### Provided passage
• • •
CreditTony Luong for The New York Times

Brewing giant Anheuser-Busch InBev, one of five alcohol companies underwriting a $100 million federal trial on the health benefits of a daily drink, is pulling its funding from the project, saying controversy about the sponsorship threatens to undermine the study’s credibility, the company announced Friday.

The company announced its decision in a letter to Maria C. Freire, president and executive director of the Foundation for the National Institutes of Health, a nongovernmental entity that is authorized to raise money from the private sector for N.I.H. initiatives and manages the institutes’ public-private partnerships.

The N.I.H. last month suspended enrollment in the 10-year clinical trial on the health benefits of moderate drinking after The New York Times reported that N.I.H. officials and scientists met directly with alcohol groups to solicit funds and strongly hinted the study’s results would favor moderate drinking.

Anheuser-Busch InBev had committed $15.4 million to support the trial, representing nearly one-quarter of the $66 million in funds pledged to date by beer and liquor companies to date. The payments were being channeled through the Foundation for the N.I.H. in 10 annual installments, and payments started three years ago.
• • •
### Natural-language object grounding data
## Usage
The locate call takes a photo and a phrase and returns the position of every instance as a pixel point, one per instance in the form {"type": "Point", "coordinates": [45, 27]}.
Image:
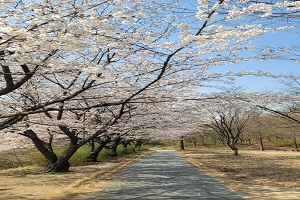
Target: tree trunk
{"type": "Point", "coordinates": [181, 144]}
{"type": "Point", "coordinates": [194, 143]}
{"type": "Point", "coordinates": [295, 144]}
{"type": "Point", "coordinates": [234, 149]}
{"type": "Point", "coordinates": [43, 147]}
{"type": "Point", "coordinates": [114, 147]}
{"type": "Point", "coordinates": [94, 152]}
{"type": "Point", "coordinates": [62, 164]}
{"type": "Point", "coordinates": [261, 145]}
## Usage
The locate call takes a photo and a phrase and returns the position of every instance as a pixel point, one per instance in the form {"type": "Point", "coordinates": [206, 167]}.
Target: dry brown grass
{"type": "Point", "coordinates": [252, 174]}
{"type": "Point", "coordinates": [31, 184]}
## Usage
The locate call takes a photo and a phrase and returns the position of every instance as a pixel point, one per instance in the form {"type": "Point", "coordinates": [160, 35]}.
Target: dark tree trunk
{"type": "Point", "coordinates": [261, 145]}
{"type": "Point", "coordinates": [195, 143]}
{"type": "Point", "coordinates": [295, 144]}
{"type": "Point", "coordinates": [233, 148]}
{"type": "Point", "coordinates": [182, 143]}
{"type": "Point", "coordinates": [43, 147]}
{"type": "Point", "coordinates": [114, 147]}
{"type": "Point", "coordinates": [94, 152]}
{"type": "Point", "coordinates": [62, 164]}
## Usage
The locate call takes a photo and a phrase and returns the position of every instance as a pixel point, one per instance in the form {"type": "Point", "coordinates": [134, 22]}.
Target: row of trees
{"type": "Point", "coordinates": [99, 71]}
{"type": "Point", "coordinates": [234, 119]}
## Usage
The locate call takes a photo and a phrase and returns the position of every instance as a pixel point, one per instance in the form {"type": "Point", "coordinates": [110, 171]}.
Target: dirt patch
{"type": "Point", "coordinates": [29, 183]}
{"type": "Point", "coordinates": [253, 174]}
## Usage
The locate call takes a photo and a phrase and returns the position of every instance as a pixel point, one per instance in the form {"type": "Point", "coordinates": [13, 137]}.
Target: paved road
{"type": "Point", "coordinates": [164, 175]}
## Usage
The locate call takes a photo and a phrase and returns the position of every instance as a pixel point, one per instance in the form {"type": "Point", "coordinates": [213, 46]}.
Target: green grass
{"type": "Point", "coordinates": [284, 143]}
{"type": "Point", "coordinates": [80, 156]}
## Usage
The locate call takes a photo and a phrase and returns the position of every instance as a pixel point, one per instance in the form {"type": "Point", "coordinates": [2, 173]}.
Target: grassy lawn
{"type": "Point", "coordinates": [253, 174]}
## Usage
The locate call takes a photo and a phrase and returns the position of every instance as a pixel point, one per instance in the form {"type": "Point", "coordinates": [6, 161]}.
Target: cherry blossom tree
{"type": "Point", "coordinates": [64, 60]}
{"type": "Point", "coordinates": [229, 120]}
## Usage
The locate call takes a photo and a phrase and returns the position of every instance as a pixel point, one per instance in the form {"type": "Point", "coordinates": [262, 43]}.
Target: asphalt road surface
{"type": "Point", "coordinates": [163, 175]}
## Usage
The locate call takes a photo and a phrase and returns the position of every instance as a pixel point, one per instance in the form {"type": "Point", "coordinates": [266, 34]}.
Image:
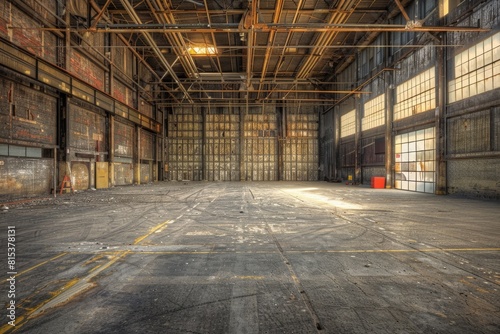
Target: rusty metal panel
• • •
### Task goal
Resume the article on Anheuser-Busch InBev's withdrawal from the alcohol study, starting after its final sentence.

### Exercise answer
In the letter to Dr. Freire, Andrés Peñate, global vice president for regulatory and public policy for AB InBev, said the company agreed to fund the 10-year randomized controlled trial “because we believed it would yield valuable, science-based insights into the health effects of moderate drinking.” He emphasized the company had no role in the design or execution of the research and said “stringent firewalls were put in place” to “safeguard the objectivity and independence of the science.”

“Unfortunately, recent questions raised around the study could undermine its lasting credibility, which is why we have decided to end our funding,” the letter concluded.

The alcohol study is overseen by the N.I.H.’s National Institute on Alcohol Abuse and Alcoholism and was expected to provide conclusive evidence regarding longstanding questions about whether moderate daily alcohol consumption reduces the risk of heart disease, as well as diabetes and cognitive impairment.

The trial’s protocol calls for recruiting 7,800 men and women who are at high risk for heart disease and ask half to abstain from alcohol and half to have a single serving of alcohol every day, seven days a week. The participants are to be followed for six years on average.